# WHAT THE TASK REQUIRES
In the data that follows, find the line containing "the green unripe"; then quote that line and every line after it, exactly, through the last one.

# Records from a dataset
--

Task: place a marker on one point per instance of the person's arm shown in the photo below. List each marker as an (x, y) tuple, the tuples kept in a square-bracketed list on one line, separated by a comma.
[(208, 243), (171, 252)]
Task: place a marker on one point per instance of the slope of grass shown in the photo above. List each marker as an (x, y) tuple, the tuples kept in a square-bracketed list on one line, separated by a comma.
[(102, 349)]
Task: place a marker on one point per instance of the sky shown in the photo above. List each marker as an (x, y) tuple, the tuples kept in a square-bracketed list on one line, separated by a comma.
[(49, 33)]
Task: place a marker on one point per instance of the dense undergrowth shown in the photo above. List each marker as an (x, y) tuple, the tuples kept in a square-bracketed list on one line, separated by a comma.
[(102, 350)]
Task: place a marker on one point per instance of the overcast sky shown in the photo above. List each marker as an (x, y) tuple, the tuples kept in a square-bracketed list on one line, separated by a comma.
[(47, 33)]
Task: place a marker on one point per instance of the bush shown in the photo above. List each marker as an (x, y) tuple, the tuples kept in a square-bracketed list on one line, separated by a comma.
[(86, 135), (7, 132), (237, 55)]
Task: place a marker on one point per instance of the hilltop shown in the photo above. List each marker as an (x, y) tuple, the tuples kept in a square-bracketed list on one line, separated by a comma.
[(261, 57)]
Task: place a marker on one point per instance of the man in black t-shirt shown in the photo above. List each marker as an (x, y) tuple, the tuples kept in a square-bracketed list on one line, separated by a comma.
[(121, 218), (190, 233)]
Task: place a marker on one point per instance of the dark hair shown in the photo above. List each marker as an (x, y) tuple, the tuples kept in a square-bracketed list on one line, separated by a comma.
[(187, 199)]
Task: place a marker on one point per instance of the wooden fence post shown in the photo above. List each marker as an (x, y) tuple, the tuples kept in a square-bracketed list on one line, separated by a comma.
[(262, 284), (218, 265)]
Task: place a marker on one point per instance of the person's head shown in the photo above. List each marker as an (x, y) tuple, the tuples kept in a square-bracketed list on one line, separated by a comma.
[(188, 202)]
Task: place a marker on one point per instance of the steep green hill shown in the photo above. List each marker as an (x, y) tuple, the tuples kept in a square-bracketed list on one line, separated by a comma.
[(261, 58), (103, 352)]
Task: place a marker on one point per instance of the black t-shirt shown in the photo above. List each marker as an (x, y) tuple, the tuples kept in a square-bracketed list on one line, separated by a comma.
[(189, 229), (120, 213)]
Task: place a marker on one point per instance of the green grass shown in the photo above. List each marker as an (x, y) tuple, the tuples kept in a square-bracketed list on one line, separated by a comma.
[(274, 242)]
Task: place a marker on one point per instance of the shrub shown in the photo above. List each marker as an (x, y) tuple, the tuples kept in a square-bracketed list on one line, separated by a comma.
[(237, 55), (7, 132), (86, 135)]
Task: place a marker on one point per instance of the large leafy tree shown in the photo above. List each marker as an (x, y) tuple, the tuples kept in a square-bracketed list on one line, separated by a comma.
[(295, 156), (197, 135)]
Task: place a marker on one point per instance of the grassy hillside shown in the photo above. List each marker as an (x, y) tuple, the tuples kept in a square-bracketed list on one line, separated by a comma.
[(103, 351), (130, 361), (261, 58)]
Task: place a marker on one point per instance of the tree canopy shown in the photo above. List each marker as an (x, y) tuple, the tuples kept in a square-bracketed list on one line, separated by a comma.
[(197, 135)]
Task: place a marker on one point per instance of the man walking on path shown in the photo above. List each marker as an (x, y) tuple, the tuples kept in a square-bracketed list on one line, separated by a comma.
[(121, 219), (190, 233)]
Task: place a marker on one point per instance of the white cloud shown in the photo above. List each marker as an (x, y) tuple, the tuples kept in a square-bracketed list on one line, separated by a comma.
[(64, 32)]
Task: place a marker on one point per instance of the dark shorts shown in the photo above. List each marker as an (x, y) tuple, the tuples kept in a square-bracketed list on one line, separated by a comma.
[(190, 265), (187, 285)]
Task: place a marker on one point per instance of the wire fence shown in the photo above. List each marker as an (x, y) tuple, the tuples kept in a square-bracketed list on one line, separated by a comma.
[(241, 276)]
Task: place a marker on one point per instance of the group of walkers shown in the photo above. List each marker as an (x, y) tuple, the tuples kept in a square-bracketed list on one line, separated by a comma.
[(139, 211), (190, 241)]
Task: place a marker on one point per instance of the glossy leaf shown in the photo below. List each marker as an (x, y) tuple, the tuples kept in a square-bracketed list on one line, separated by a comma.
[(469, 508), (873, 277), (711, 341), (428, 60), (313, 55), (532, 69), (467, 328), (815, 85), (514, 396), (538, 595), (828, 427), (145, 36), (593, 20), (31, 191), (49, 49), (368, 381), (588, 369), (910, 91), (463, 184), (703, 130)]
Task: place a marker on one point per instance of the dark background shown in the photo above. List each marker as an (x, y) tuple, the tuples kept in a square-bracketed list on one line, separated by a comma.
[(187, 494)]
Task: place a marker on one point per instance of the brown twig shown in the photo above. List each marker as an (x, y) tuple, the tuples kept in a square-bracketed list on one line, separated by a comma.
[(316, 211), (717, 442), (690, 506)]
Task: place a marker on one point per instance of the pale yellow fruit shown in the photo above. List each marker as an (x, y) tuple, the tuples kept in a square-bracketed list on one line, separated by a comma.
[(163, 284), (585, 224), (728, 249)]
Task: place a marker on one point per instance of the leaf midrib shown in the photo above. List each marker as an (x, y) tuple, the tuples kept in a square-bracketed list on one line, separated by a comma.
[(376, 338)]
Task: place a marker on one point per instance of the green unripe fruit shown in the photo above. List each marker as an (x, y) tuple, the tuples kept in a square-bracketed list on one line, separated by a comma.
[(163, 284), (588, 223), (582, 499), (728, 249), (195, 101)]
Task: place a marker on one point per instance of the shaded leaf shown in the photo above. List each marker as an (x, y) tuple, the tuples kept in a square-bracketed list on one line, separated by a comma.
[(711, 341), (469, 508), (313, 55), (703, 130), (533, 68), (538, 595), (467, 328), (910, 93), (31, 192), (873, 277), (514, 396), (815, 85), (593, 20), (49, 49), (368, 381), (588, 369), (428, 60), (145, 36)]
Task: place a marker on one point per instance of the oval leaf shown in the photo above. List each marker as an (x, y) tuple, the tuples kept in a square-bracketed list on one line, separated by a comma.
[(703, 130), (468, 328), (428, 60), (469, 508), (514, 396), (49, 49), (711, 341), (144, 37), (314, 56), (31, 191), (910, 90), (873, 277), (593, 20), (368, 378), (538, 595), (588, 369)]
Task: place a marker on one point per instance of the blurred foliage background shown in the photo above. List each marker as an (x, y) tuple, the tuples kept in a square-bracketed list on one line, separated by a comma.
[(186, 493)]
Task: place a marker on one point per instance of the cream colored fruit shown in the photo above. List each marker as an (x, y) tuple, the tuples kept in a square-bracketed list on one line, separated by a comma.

--

# RESULT OF THE TASK
Task: place a marker on one point per instance of the green unripe fruit shown in the photo above. List each marker as an (x, y) tuple, the tuples kept in a square-bracketed list on one line, separated by a comma.
[(163, 284), (588, 223), (582, 499), (728, 249), (195, 101)]
Task: place a marker on one point per instance of the shaded leaf shown in the photo above. List each marker as an (x, y) tuple, the tuples kept in a square-bracketed list on one line, separated by a comma.
[(711, 341), (469, 508), (313, 55), (703, 130), (533, 68), (538, 595), (467, 328), (910, 93), (31, 192), (873, 277), (514, 396), (815, 85), (593, 20), (49, 49), (368, 381), (588, 369), (428, 60), (145, 36)]
Task: place a marker on one point per instance of the oval leaf shown in the photo above. List each marker as an (x, y) tuple, the tuples kept in a square-bracketed list on one line, separated by a comma.
[(703, 130), (468, 328), (428, 60), (469, 508), (514, 396), (49, 49), (711, 341), (144, 37), (314, 56), (31, 191), (910, 90), (873, 277), (593, 20), (368, 378), (538, 595), (588, 369)]
Task: place a marker on one point per instance of the blurred foliage background shown in the photo above. List each marker as an (x, y) tuple, the tuples kept in a square-bracketed list on one line, separated by a comma.
[(186, 493)]
Task: place a marker on one point per instance of the cream colored fruit shown in the photo above. List each marker as an (x, y) tuple, the tuples kept in a square-bracketed list on one line, separated by a comma.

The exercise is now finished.